▶

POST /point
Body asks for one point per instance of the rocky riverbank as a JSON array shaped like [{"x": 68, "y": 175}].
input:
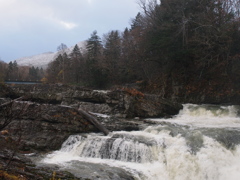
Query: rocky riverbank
[{"x": 47, "y": 114}]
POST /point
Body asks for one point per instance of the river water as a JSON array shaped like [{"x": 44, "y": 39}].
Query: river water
[{"x": 201, "y": 143}]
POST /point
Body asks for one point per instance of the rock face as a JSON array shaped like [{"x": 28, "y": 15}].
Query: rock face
[
  {"x": 48, "y": 114},
  {"x": 118, "y": 103},
  {"x": 45, "y": 119},
  {"x": 44, "y": 127}
]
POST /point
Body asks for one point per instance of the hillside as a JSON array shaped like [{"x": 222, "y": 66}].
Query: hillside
[{"x": 42, "y": 60}]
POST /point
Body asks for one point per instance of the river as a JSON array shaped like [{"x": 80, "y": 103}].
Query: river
[{"x": 200, "y": 143}]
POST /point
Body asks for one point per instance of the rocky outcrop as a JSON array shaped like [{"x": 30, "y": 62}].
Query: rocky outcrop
[
  {"x": 118, "y": 103},
  {"x": 43, "y": 126},
  {"x": 47, "y": 114}
]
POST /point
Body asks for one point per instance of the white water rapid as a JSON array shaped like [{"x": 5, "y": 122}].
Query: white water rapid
[{"x": 201, "y": 143}]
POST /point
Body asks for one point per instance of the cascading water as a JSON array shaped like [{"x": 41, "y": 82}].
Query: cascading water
[{"x": 201, "y": 143}]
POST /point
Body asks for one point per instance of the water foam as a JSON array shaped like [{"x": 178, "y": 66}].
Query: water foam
[{"x": 163, "y": 152}]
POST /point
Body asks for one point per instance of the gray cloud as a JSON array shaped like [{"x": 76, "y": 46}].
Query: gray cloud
[{"x": 31, "y": 27}]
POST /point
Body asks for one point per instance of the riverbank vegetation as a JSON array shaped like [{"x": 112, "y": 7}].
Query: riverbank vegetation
[
  {"x": 176, "y": 44},
  {"x": 174, "y": 47}
]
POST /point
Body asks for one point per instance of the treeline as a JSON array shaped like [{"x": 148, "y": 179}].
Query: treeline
[
  {"x": 13, "y": 72},
  {"x": 172, "y": 44}
]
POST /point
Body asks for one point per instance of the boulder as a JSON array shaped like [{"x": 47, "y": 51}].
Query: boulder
[
  {"x": 119, "y": 103},
  {"x": 44, "y": 126}
]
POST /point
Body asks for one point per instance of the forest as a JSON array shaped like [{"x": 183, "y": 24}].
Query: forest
[{"x": 172, "y": 47}]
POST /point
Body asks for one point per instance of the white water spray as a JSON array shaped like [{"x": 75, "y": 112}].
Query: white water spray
[{"x": 196, "y": 144}]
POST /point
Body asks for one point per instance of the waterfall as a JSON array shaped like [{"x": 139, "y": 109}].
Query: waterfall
[{"x": 202, "y": 143}]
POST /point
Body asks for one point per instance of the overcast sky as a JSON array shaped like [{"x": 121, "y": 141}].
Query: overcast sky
[{"x": 30, "y": 27}]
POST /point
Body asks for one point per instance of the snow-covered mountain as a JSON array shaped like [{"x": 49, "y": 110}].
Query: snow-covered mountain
[{"x": 42, "y": 60}]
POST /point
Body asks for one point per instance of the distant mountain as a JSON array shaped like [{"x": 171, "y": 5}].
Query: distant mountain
[{"x": 42, "y": 60}]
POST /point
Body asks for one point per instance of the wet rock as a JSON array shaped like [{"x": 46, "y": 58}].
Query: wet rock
[{"x": 119, "y": 103}]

◀

§ Exercise description
In the listing above, find the line holding "Query: white water rapid" and the line holding "Body asks for one point per instance of the boulder", then output those two lines and every line between them exactly.

§ Problem solution
Query: white water rapid
[{"x": 201, "y": 143}]
POST /point
Body asks for one point per instance of the cascading water as a JSON array shaped like [{"x": 41, "y": 82}].
Query: cascading water
[{"x": 201, "y": 143}]
POST /point
Body asks for one point per instance of the water foam as a JSON array shaped like [{"x": 178, "y": 66}].
Query: water foam
[{"x": 163, "y": 152}]
POST /point
Body asks for one point per instance of the gray cloud as a JSON array shaped like [{"x": 76, "y": 46}].
Query: gray cloud
[{"x": 31, "y": 27}]
POST /point
Body asks for one point per instance of the riverbank vegetation as a JSON array shaped like [{"x": 112, "y": 7}].
Query: riverbank vegetation
[
  {"x": 176, "y": 44},
  {"x": 174, "y": 47}
]
POST /point
Body asks for one point per instance of the treeline as a JSON array shaped like [{"x": 148, "y": 179}].
Query: treeline
[
  {"x": 13, "y": 72},
  {"x": 172, "y": 44}
]
POST /point
Body asks for one point per instance of the boulder as a JSON array shaped like [{"x": 47, "y": 51}].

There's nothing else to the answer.